TASK DIRECTIONS ▸ Between the line containing "the white painted" and the line containing "the white washing" lies a run of lines; give that run again exactly, with both of those lines, and nothing else from the entries below.

=-=-=-=-=

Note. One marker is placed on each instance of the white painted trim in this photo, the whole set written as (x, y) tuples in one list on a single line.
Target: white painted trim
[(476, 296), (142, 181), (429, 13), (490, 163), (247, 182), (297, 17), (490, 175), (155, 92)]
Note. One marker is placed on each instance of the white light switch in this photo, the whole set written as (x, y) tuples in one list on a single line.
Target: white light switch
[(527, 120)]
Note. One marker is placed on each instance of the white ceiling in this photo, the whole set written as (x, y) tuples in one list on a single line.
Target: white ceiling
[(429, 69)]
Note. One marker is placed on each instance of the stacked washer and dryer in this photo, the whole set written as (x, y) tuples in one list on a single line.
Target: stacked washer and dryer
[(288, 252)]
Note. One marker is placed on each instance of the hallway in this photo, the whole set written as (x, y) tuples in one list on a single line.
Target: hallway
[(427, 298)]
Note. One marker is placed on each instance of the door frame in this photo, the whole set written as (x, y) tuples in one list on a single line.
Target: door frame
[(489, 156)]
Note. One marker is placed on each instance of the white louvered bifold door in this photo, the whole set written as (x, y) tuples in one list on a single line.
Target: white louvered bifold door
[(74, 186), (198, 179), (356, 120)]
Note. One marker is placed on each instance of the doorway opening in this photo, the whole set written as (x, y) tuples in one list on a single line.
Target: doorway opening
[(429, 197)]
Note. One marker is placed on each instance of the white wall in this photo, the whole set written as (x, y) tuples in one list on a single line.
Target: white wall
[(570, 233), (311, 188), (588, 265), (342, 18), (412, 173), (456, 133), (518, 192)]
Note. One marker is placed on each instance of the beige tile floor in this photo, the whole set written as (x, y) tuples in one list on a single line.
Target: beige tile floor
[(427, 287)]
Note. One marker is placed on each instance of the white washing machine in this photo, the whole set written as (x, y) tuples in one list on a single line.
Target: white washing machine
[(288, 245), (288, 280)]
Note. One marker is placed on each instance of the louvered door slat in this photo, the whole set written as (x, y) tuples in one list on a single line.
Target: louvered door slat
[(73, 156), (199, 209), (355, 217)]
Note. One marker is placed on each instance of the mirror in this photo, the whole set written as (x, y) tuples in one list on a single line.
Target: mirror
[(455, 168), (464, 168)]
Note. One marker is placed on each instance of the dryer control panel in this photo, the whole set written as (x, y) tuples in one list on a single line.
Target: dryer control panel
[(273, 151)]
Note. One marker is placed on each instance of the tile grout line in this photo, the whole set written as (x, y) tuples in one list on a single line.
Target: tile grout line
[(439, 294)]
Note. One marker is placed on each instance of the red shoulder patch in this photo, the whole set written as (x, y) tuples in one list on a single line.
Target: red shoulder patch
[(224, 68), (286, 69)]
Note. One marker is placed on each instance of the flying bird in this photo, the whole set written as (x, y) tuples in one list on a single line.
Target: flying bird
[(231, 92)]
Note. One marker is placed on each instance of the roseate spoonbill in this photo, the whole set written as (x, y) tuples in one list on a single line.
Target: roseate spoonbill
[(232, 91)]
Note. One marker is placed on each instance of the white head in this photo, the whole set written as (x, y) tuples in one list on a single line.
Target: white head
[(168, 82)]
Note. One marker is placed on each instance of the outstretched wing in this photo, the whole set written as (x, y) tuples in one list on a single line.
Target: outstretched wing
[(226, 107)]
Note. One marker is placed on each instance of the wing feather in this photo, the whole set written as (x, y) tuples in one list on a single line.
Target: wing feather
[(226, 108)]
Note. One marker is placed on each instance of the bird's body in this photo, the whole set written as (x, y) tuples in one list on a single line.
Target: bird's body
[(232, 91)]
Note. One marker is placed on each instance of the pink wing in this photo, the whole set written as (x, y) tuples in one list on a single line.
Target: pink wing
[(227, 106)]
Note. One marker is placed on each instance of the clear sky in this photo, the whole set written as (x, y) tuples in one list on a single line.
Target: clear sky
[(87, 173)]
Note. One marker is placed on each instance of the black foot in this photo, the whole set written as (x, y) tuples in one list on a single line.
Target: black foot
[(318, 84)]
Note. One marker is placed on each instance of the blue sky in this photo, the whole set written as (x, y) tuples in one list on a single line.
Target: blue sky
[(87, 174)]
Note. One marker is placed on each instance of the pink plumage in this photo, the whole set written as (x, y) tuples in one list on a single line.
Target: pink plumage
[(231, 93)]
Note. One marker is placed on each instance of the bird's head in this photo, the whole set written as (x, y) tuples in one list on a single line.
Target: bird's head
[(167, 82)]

=-=-=-=-=

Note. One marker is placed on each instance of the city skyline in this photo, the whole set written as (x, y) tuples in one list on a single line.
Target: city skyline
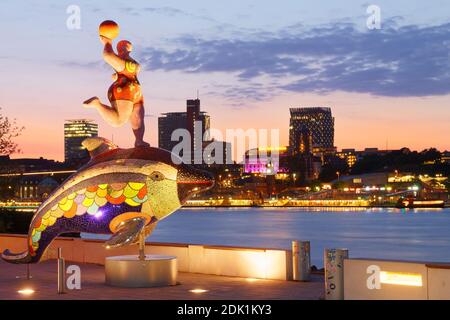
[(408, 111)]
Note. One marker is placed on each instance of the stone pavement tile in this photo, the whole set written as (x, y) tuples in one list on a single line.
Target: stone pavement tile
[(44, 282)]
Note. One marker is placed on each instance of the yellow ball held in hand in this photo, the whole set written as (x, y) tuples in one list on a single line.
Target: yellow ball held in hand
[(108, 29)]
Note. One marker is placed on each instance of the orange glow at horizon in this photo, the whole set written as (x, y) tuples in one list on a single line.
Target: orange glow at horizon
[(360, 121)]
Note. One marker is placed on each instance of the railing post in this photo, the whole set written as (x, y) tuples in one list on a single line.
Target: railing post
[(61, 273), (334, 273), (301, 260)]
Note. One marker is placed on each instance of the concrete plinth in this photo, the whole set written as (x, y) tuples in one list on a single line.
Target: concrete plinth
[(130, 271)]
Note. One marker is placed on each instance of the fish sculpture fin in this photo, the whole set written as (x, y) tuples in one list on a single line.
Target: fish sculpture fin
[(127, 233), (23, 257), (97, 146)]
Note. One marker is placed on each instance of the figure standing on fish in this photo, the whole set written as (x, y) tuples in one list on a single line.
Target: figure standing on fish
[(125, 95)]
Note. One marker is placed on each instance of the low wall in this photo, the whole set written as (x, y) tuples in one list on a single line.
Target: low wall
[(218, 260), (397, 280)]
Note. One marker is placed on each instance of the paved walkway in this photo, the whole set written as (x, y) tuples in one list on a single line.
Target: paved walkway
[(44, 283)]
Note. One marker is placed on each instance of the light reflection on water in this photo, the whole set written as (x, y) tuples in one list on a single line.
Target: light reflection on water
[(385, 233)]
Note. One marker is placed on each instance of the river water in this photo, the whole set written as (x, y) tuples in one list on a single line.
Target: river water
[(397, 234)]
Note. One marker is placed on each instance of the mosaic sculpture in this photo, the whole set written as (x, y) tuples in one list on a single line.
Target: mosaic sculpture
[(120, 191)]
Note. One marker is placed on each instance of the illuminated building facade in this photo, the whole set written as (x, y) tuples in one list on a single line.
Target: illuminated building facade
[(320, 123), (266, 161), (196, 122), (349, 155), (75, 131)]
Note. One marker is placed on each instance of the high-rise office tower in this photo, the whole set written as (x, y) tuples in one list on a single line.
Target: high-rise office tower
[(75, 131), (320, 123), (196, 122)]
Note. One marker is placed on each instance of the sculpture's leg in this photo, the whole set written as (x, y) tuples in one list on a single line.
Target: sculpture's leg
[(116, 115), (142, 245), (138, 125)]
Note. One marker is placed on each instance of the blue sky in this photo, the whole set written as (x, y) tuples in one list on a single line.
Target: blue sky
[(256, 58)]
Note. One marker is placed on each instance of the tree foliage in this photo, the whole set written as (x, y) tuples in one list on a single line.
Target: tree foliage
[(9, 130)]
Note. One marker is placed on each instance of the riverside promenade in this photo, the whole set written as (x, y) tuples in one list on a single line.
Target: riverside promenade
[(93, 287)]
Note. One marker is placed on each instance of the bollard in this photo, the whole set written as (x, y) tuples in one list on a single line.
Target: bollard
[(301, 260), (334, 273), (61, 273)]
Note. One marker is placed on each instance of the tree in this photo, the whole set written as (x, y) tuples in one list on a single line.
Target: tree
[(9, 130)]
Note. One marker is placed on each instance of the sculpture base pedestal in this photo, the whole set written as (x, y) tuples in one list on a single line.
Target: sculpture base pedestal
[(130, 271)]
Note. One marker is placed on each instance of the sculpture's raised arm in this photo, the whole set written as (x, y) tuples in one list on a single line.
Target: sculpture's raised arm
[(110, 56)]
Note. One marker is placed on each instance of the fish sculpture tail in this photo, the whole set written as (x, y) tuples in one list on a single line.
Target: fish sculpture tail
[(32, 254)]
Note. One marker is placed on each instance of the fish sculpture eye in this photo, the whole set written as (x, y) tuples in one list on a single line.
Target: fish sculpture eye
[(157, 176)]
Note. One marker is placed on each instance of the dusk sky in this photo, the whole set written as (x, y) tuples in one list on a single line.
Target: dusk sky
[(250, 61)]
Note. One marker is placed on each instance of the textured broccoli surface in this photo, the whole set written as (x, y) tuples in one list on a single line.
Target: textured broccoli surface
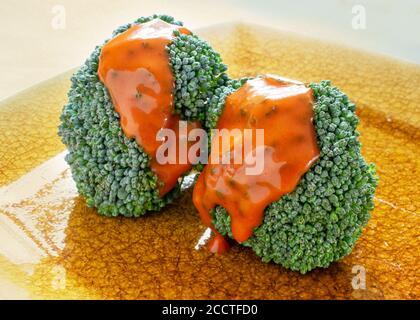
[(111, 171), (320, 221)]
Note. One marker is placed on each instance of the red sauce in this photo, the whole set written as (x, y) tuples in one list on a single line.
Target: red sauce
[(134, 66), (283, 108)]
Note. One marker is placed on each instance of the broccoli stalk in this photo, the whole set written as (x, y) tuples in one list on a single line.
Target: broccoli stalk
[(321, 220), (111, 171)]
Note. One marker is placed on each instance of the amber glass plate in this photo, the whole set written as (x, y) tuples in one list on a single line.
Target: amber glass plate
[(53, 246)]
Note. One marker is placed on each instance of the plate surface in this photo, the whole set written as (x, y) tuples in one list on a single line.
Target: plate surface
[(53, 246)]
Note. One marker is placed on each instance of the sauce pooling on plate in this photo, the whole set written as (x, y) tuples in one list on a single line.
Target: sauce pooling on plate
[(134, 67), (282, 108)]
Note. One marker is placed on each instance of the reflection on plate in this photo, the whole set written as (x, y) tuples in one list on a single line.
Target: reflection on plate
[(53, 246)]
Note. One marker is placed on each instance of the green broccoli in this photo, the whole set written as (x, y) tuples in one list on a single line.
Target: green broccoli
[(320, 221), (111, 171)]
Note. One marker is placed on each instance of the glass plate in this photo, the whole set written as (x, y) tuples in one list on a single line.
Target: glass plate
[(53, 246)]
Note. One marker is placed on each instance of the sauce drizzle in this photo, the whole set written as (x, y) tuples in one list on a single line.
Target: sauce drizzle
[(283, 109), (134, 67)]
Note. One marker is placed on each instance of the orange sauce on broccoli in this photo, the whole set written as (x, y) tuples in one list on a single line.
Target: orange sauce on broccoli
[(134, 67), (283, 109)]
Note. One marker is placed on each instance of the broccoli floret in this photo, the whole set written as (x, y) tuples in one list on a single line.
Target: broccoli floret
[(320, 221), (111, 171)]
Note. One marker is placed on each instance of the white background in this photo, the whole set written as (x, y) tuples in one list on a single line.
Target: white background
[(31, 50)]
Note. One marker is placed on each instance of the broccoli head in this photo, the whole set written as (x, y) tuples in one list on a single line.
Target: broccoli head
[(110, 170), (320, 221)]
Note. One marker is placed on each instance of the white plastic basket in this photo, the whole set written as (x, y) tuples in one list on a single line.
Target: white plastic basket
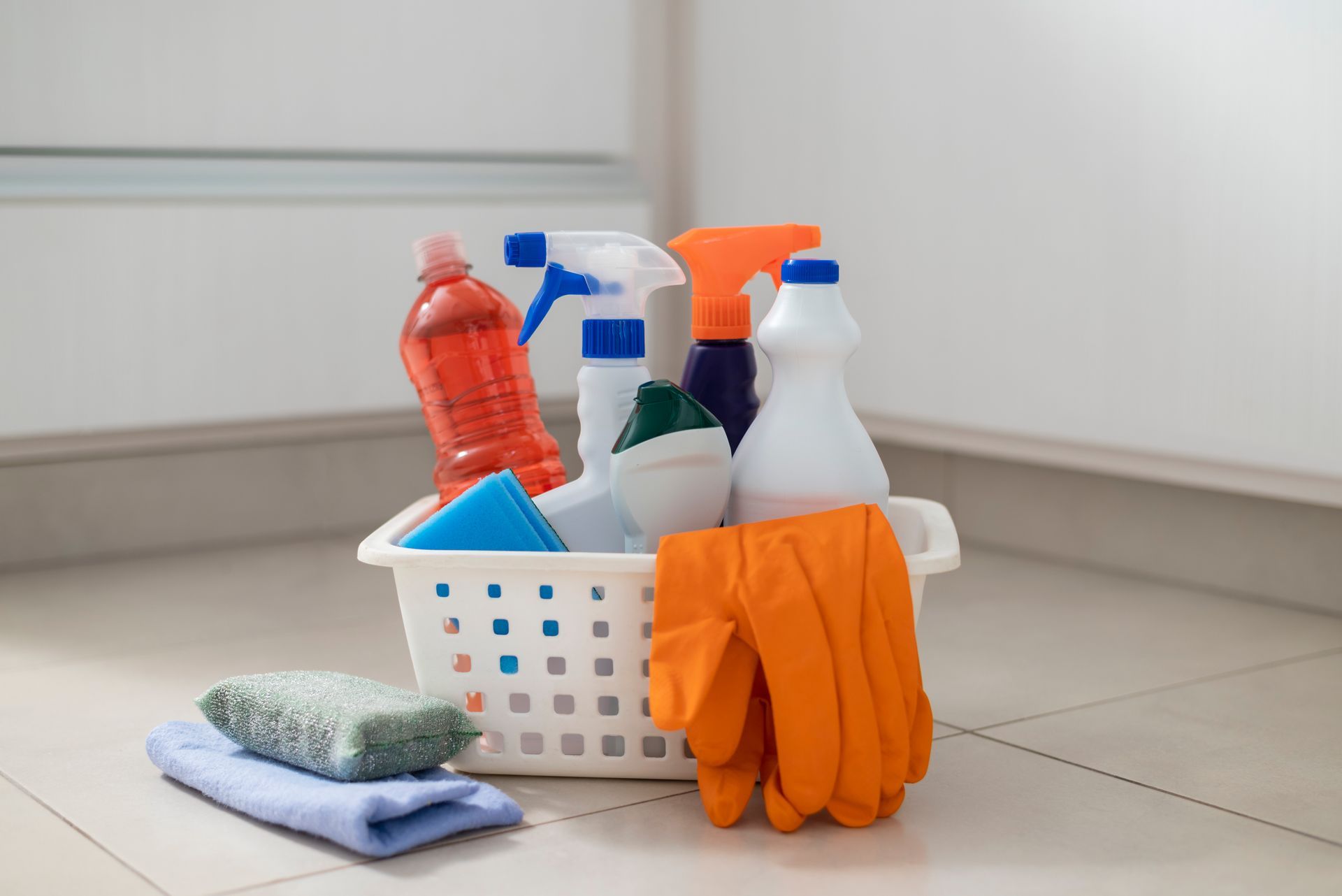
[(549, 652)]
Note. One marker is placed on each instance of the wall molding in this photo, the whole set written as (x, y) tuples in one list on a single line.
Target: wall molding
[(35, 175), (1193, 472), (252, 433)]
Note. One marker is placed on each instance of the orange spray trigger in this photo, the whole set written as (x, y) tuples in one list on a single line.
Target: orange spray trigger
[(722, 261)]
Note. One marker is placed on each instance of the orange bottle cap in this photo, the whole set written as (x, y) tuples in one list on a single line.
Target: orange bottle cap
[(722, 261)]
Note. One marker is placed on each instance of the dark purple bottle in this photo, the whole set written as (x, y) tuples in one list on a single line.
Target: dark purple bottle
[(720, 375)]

=-=-=-=-=

SOLUTION FOR THIS PROBLEM ▸
Note. One marker is placed on each instance of the white painted trim in this photo, the whole set written as (x, y) tuples in one list on a single line.
Target: white painted trim
[(476, 296), (142, 181), (429, 13), (490, 163), (247, 182), (297, 17), (490, 175), (155, 92)]
Note. One marker is placed on each instance of the white light switch in this photo, the whole set written as (x, y) tuples in one list on a single line.
Target: white light switch
[(527, 120)]
Note. One marker is placed on each instance of the white ceiling in this photo, the whole set written as (x, y) tuples in one list on a single line.
Target: white ceiling
[(429, 69)]
Note. One marker is placed on each instance of the stacked washer and dryer in this photo, the whole set written as (x, y) tuples in one list on a single line.
Target: stacked washer and dryer
[(288, 252)]
Note. One marker is placed on each instance of the hallway in this photo, the whole set written as (x, y) tuples in one list on a single line.
Target: hallway
[(427, 298)]
Note. One marker is placed on each instance of the door frame in this photo, the whole set written as (x, y) tuples in one list on a single line.
Target: door frame
[(489, 156)]
Note. One marker is placed on each instance of the white louvered bifold door in this photo, the whole set written as (x, y) tuples in one list on a single line.
Target: white louvered bifold door
[(74, 186), (198, 179), (356, 120)]
Note. One marker is placed on each instance of the doorway opening in this photo, the whole set written as (x, y) tuples in one list on a single line.
Target: doorway opening
[(429, 197)]
Note. One marker is placed on each instance of the white wall in this photo, the whole set written as (x, y) tuples in one list on a single line.
Target: white wall
[(570, 233), (311, 188), (588, 265), (342, 18), (412, 173), (456, 133), (518, 192)]
Note. One marker is placed on each instance of the beige tile floor in this photo, the whole set written as (x, y) tuples in one list on a single line.
Target: beige tile floor
[(427, 287)]
Note. One marker is placed on each instance of the white washing machine in this photo, the whole set written as (x, y) tuples in one list on a single line.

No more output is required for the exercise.